--- start of PASSAGE GIVEN ---

According to a Finder.com.au survey conducted in June 2016 more than 70% of Australian adults own credit cards, with more than 16 million credit cards in circulation and a national debt of over $32 billion accruing interest.
Furthermore, according to ASIC statistics the average debt per credit cardholder currently stands at around $4300, which will cost $2139 in interest over 5 years at 18% p.a. The statistics also reveal that the average credit cardholder has 2.19 cards. Do the maths yourself to see what that reveals!
With the plethora of card types on offer (e.g. reward cards, free balance transfer, low rate cards etc., etc.), who is really winning out of the broad range of cards on offer? I would argue that it is not the consumer!
When you really think about it, unless you are using your credit card as a traditional charge card - that is, using it as an expense account and then clearing the balance in full before the due payment date each month you are losing and your bank is winning.
As per the statistics quoted above, if you operate multiple credit cards that have a balance carried forward each month, you are just increasing the magnitude of your losses, thus increasing your bank (or banks) winnings.

--- end of PASSAGE GIVEN ---
--- start of DATASET EXCERPTS ---

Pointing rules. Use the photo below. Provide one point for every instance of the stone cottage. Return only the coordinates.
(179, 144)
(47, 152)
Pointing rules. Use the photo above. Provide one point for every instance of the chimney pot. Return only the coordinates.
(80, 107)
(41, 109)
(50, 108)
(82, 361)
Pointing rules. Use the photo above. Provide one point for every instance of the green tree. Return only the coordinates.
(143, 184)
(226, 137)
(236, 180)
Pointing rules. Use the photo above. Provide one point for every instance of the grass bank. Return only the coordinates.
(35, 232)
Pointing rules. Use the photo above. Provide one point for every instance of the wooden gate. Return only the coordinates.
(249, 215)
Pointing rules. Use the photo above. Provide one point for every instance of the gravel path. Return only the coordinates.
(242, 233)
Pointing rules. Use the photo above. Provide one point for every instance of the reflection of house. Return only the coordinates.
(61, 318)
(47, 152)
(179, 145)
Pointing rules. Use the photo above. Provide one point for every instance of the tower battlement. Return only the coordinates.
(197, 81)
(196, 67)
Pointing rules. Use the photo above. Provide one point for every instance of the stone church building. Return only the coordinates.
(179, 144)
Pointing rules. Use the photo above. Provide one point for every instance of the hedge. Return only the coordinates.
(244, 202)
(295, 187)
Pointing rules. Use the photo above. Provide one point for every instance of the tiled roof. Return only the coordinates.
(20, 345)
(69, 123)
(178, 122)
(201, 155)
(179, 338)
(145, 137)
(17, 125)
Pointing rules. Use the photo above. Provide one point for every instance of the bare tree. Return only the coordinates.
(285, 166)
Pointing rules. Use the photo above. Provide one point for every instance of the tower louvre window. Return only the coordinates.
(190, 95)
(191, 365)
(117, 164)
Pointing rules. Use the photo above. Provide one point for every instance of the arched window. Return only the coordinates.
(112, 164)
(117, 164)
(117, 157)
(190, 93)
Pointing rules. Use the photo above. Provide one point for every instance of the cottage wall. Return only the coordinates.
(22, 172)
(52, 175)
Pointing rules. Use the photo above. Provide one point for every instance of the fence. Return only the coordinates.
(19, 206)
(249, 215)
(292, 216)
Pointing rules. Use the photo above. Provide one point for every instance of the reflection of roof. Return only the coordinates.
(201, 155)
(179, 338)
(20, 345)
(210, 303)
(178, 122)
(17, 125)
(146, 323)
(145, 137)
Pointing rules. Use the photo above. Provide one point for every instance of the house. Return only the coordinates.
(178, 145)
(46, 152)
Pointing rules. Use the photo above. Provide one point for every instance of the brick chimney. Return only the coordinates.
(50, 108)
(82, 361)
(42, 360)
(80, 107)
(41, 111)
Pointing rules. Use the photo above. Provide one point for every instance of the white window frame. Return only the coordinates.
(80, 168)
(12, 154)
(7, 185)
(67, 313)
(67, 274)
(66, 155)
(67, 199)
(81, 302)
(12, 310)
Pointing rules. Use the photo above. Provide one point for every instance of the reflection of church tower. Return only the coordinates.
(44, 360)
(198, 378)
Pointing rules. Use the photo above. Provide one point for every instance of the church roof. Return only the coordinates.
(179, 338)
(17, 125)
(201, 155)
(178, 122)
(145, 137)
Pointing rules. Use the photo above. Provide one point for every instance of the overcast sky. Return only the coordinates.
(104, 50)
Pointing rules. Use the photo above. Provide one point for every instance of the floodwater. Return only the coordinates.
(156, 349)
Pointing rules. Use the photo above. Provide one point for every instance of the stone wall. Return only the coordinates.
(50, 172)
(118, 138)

--- end of DATASET EXCERPTS ---

=== WHAT TO DO ===
(1) List every card type that the passage on Australian credit card debt gives as an example of the cards on offer.
(2) Answer these questions from the passage on Australian credit card debt:
(a) Which organization conducted the June 2016 survey?
(b) How many cards does the average credit cardholder have, according to ASIC statistics?
(c) At what annual interest rate does the average debt cost $2139 over 5 years?

=== EXPECTED RESULTS ===
(1)
- Reward cards
- Free balance transfer
- Low rate cards

(2)
(a) Finder.com.au
(b) 2.19
(c) 18% p.a.